Written By Jeff Siegel

Posted February 19, 2014

This has got to be one of the worst deals ever…

Last week, China-based Wanxiang Group won the auction to pick up the now-bankrupt electric car maker Fisker Automotive.

I used the term “won” loosely. Quite frankly, this was not a winning arrangement for Wanxiang, China’s largest auto parts company.

The total bid came to $149.2 million, or about six times more than what Fisker originally sought.

To refresh your memory, Fisker was an electric car startup that raised more than $1 billion to build a plug-in electric car known as the Karma (as well as future models). It fell flat after a series of technical mishaps and the complete destruction of 320 vehicles (or $30 million worth of product) during Hurricane Sandy.

Today, the company claims $500 million in assets and about $1 billion in debt. But that didn’t seem to bother Wanxiang, which, according to reports, could be looking to breathe new life into the Fisker brand. Bloomberg reported:

With the assets, the Chinese buyer could revive the Fisker brand in the world’s biggest auto market, which is struggling to reduce some of the globe’s worst air pollution. It would also provide an entry point to selling cars in the U.S.

Attention Car Collectors!

Although I never wished for anything but success for Fisker, I also didn’t expect much.

The truth is, the Karma was initially built to serve the wealthy — a luxury plug-in hybrid vehicle with all the bells and whistles you find in today’s high-end luxury models.

A small number of celebrities and wealthy eccentrics took to it, but its performance couldn’t match comparable luxury cars, and on the electric drive technology side, it couldn’t touch Tesla (NASDAQ: TSLA).

Yes, the curves and lines made it a beautiful piece of machinery. A lot of thought and time went into designing this thing. However, it wasn’t enough.

You see, rich people don’t care about gas prices, and eco-friendly types want results. The Karma’s 30 miles in all-electric mode simply couldn’t compare with Tesla’s more than 200 miles in all-electric mode.

Just on what Fisker had to offer this very competitive market, I wasn’t surprised when it went under. Although I am surprised to learn someone thought it was worth $149.2 million.

▸ Supplied data:
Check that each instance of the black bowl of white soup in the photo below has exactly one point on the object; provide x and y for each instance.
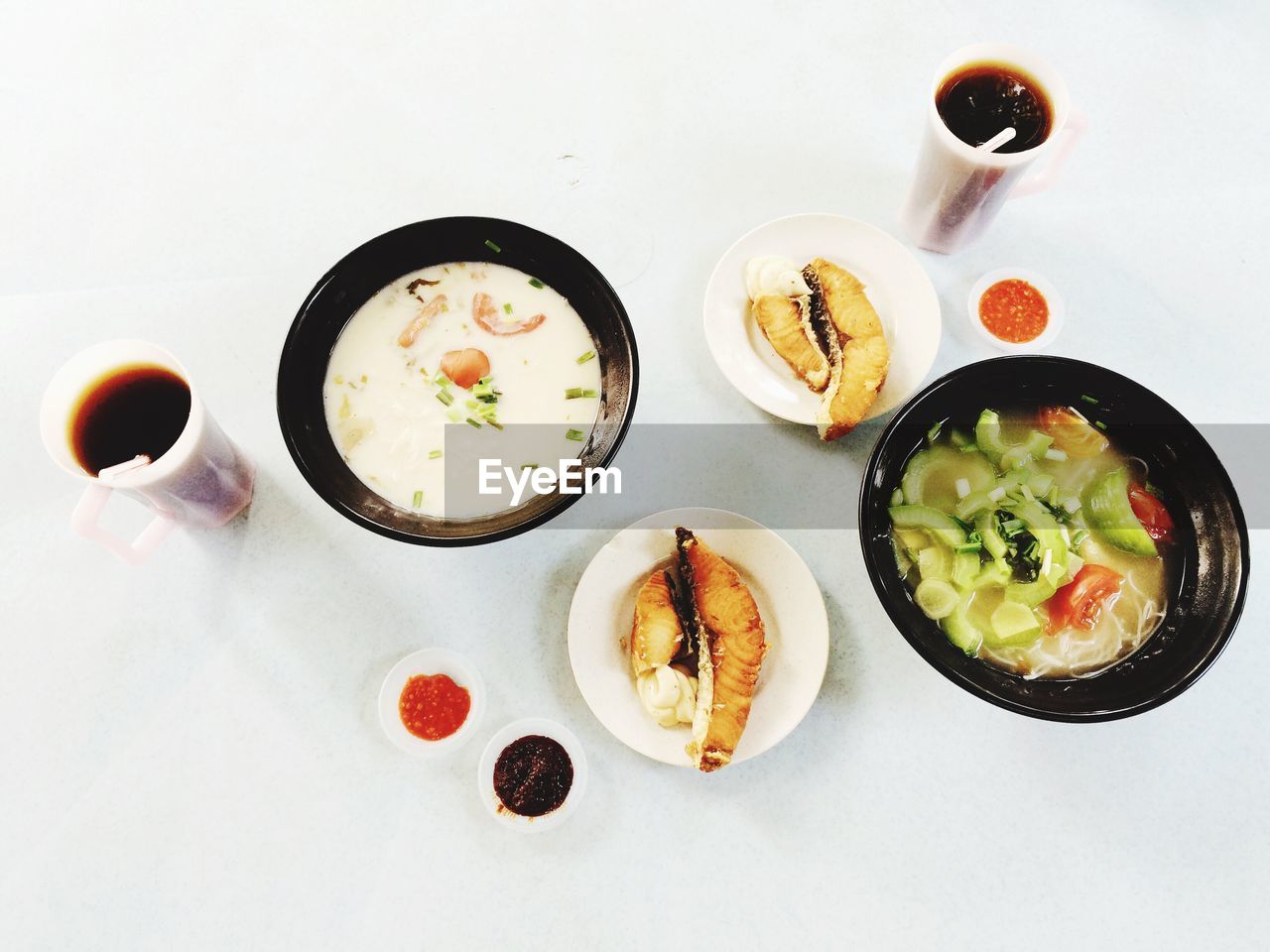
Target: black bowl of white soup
(453, 381)
(1055, 538)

▸ Set task: List every distinct dollar amount that appears in the article about the Fisker Automotive auction. The data come from a separate source and are unrelated to the article.

▸ Answer for this exercise:
$149.2 million
$1 billion
$30 million
$500 million